Records from a data source

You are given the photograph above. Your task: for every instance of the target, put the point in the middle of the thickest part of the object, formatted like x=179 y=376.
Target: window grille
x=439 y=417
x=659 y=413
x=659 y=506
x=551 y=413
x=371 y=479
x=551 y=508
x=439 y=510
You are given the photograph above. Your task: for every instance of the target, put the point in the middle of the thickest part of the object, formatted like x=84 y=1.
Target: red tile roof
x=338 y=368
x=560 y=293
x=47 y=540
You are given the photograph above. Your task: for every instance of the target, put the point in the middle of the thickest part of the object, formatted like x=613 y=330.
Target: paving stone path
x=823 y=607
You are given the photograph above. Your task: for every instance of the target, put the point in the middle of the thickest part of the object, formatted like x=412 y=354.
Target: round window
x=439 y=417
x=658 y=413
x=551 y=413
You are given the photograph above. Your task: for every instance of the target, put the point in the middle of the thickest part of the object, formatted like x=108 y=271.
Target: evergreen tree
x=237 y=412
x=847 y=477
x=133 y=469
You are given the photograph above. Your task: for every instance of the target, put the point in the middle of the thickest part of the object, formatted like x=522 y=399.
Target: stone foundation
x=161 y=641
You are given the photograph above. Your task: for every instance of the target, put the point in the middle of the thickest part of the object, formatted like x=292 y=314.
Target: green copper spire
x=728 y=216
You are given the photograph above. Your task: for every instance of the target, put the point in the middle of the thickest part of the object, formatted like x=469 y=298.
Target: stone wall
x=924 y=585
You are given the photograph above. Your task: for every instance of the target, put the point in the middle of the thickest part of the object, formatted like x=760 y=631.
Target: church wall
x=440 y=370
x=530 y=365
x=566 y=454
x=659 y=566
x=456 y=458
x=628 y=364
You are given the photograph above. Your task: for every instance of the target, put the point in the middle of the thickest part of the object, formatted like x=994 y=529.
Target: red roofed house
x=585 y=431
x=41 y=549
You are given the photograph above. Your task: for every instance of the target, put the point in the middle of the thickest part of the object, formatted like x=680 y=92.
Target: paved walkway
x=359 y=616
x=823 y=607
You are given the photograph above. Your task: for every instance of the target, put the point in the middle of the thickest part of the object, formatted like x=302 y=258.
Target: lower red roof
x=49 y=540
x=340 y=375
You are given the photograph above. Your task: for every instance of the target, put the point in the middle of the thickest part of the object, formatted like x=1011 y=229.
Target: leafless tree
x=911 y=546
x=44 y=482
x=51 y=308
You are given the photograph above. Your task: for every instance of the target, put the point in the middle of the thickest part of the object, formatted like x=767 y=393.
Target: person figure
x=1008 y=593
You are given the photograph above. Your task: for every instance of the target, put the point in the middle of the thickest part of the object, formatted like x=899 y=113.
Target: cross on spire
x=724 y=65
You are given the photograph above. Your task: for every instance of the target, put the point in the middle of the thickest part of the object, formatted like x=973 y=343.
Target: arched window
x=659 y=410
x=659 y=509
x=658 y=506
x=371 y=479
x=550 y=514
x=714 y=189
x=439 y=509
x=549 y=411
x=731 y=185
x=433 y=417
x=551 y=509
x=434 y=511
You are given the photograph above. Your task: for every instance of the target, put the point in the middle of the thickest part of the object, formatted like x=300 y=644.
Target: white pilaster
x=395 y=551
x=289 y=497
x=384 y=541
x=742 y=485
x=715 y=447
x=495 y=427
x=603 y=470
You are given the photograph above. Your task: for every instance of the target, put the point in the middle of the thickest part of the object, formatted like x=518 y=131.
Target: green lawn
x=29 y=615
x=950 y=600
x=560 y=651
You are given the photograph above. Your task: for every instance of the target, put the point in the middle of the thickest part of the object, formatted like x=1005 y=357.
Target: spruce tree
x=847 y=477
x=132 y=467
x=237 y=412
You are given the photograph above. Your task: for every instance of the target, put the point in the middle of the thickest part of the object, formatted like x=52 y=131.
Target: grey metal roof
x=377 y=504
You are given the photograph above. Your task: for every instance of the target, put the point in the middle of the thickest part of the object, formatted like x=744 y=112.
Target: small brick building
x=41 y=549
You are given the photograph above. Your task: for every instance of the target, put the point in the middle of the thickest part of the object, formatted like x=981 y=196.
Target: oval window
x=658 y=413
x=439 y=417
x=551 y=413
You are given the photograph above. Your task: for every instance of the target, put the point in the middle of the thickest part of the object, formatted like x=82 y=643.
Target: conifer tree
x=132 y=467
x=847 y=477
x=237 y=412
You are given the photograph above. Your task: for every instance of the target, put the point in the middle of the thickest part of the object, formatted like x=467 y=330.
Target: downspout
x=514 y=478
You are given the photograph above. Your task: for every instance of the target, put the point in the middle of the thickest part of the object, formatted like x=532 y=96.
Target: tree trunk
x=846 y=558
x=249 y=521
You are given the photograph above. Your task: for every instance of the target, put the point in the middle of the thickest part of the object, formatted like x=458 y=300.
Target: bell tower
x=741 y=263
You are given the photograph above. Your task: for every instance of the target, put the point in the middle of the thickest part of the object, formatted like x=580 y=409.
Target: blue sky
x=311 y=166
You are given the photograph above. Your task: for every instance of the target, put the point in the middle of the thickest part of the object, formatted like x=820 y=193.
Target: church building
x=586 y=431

PROBLEM TO WORK ON ▸ Beginning with the line that contains "like x=52 y=131.", quote each line exactly through the last line of the entries above, and nothing beyond them.

EXERCISE SOLUTION ▸
You are given the photograph above. Your task: for every instance of the target, put the point in the middle of the thickest part of the object, formatted like x=52 y=131.
Target: grey metal roof
x=377 y=504
You are given the photograph above. Your task: for every instance of the target, put the point in the middle of the thickest part of the object, formatted like x=744 y=112.
Target: small brick building
x=41 y=549
You are given the photograph above. Your task: for every instance of the target, put the point in the middle of the thickest part of the object, formatted like x=981 y=196.
Target: oval window
x=658 y=413
x=439 y=417
x=551 y=413
You are given the photograph above. Your task: for every instance of the target, put the point in the middle of the thickest part of the object, formatted like x=82 y=643.
Target: conifer tree
x=132 y=467
x=847 y=477
x=237 y=412
You are given the photograph above. Your task: for every instance of the target, put the point in the middle of the thickest part of the object, formatted like x=467 y=330.
Target: downspout
x=514 y=478
You are given the photograph above. Your task: for every instance of the target, put the point in the middle of the thickest part of the object, formatted like x=532 y=96.
Target: tree trunk
x=846 y=558
x=249 y=521
You are given the photograph above. Your task: for every instance of the target, put the point in the middle of the thickest part of the object, formatted like x=458 y=300.
Target: bell tower
x=741 y=263
You are given the photograph above. Your task: for every instance of the target, put the point in the middle of the thickest part of the object, formatted like x=580 y=409.
Target: blue sky
x=311 y=166
You are given the photograph above. Your task: for every instance of the target, put the point in the middle of the thickest part of the object, formatted like x=820 y=193.
Target: church building
x=586 y=431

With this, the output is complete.